*EXERCISE DIRECTIONS:* Rewrite the entries from the line containing "like x=708 y=70." through the last line of the entries, requests included, and scale every point coordinate in the answers by 0.3, rounding to whole numbers with halves going up. Leave the numbers in the requests and their format samples unchanged.

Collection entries
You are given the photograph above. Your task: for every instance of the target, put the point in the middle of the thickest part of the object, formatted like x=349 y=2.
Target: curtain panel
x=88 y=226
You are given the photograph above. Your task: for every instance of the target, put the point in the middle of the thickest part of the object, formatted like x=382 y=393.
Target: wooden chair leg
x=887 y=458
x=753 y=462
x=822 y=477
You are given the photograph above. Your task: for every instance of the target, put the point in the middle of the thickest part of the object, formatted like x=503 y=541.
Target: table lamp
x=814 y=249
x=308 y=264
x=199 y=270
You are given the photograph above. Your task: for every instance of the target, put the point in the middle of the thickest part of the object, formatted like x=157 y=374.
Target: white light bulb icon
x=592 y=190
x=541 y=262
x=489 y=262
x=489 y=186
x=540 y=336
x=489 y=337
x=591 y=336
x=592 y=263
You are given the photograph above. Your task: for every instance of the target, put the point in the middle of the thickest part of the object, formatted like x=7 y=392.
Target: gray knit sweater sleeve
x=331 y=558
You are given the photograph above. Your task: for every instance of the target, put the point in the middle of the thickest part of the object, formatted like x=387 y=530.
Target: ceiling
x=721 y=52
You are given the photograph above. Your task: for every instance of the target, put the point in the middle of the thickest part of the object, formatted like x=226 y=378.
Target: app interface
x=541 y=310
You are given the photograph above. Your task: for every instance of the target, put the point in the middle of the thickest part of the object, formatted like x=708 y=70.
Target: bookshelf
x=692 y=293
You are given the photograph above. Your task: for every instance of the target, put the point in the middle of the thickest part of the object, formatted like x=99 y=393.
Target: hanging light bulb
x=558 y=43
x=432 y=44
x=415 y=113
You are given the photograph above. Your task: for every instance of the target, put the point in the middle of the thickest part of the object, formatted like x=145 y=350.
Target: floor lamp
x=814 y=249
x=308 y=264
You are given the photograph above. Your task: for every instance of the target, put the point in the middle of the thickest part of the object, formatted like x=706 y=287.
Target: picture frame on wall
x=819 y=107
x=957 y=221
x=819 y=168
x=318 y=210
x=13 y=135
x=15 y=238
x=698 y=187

*THE RESPONSE:*
You are given the photograph above. Your task: for every instance of the target, put the point in the middle of the thickest part of the object, formatted like x=708 y=70.
Target: bookshelf
x=208 y=88
You are given the photograph above. Your task: for every instance of the target, put the point in the middle of the thickest part of the object, formatted like x=99 y=393.
Target: hanging light bulb
x=167 y=13
x=130 y=13
x=125 y=34
You are given the photograph above. Your task: for every instance of the target, put the point in the middle of the thickest part of the object, formatted like x=145 y=350.
Target: floor lamp
x=244 y=75
x=92 y=79
You are given the photograph above. Your task: for every instance of the target, put the point in the middle of the thickest part of the object, formatted like x=706 y=287.
Target: picture frame on wall
x=246 y=32
x=287 y=66
x=246 y=50
x=95 y=63
x=4 y=41
x=5 y=71
x=209 y=56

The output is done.